Set every record down again, exactly and completely.

• _Referring expression pointing data_:
^^^^

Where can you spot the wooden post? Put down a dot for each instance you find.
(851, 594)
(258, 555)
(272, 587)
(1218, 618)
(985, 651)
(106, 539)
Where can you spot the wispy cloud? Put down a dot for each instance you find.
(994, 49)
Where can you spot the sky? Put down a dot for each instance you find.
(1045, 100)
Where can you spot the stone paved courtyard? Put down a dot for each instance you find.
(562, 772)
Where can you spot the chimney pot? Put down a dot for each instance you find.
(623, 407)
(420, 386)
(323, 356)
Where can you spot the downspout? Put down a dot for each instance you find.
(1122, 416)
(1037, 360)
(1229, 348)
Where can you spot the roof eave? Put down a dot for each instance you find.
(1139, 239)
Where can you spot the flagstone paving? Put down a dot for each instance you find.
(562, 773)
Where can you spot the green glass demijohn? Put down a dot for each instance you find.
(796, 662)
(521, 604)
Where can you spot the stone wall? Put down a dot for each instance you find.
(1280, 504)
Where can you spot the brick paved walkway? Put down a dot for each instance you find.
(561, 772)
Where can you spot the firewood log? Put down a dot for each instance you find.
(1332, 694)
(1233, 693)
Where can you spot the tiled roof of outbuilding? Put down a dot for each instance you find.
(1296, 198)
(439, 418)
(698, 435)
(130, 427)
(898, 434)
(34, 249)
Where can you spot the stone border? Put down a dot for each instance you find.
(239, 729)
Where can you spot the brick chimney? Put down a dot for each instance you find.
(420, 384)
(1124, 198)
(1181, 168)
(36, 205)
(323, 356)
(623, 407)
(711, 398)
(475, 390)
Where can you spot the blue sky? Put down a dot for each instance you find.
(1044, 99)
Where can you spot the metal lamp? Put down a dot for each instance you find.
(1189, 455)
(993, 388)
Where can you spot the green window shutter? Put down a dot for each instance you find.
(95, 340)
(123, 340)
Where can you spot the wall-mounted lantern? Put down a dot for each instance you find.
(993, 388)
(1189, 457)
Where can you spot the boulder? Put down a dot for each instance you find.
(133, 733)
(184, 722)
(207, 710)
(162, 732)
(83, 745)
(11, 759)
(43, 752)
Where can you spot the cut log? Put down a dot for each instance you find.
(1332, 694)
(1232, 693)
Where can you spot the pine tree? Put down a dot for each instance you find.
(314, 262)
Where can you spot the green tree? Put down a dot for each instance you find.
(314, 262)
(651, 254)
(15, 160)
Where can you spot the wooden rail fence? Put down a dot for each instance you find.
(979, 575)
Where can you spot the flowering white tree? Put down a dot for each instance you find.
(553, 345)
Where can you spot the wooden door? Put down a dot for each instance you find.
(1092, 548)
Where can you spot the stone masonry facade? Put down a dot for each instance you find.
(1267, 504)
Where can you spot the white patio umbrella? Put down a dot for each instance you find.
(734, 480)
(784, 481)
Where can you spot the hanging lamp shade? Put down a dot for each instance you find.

^^^^

• _ANSWER FOR THE TASK_:
Where can you spot the wooden post? Put down a dot for each instance you find.
(851, 594)
(258, 555)
(272, 587)
(1218, 618)
(985, 651)
(106, 539)
Where can you spot the wispy cloud? Put down a dot for each instance you find.
(994, 49)
Where can you spot the sky? Put down a dot for each instance you find.
(1045, 100)
Where can you spot the stone paved courtyard? Put down a dot for each instance you find.
(562, 772)
Where can you spot the chimney pot? Put down a dot for each instance you find.
(623, 407)
(420, 386)
(323, 356)
Where can you spot the downspout? Put down a dot for each instance you find.
(1122, 416)
(1037, 360)
(1229, 348)
Where can you spot the roof eave? Put down a dot for each instance you find.
(1139, 239)
Where can you spot the flagstone paving? Put down a dot for each instance you find.
(562, 773)
Where can you spot the green glass demijohn? Put down a dot for each instance you find.
(796, 662)
(521, 604)
Where can you spot the stone wall? Put down a dot for each instance you find.
(1280, 504)
Where can you spot the brick paved walkway? Put down a dot for each instance you find.
(561, 772)
Where can you spot the firewood log? Put down a dot for each instance you find.
(1332, 694)
(1233, 693)
Where can you spot the tiled roof of outbuilding? Put down a dot for each instance you find.
(1296, 198)
(439, 418)
(698, 435)
(130, 427)
(898, 434)
(34, 249)
Where can you spot the stone border? Put down a dot for each instance you find.
(239, 729)
Where can you spot the brick chimney? Put down a dot for each instance you find.
(420, 384)
(1124, 198)
(1181, 168)
(36, 205)
(323, 356)
(623, 407)
(711, 398)
(475, 390)
Where can you spot the blue sky? Put down a dot for each instance you find.
(1044, 99)
Where can you spot the metal lamp? Put down a dot for each instance you find.
(1189, 455)
(993, 388)
Where can you spot the green window shutter? Put down a dot for each instance you find.
(95, 340)
(123, 340)
Where can you spot the wall-mounted lantern? Put down a dot for each instance you find.
(993, 388)
(1189, 457)
Where can you spot the boulder? Put down a dot for each instance you find.
(133, 733)
(184, 722)
(207, 710)
(162, 732)
(83, 745)
(11, 759)
(43, 752)
Where can you spot the cut log? Put down a dot for each instance you find.
(1332, 694)
(1232, 693)
Where can you spot the pine tree? Put down a dot for each instance you find.
(314, 262)
Where can you spot the green tree? Put down a dot for each instance you find.
(314, 262)
(651, 254)
(15, 160)
Where can you spot the wooden rail fence? Put down a dot for each instance you find.
(979, 575)
Where can you spot the flowering white tree? Put down a dot for each instance you find.
(553, 345)
Where can you spot the wooden door? Put down a dot for each instance you find.
(1092, 548)
Where can you spot the stone masonry facade? Put down a dot for each instance you find.
(1267, 504)
Where can you spot the white patio umbrella? Put down a dot for each instance you find.
(734, 480)
(784, 481)
Where can you spot the hanging lamp shade? Put down a dot for each instance you find.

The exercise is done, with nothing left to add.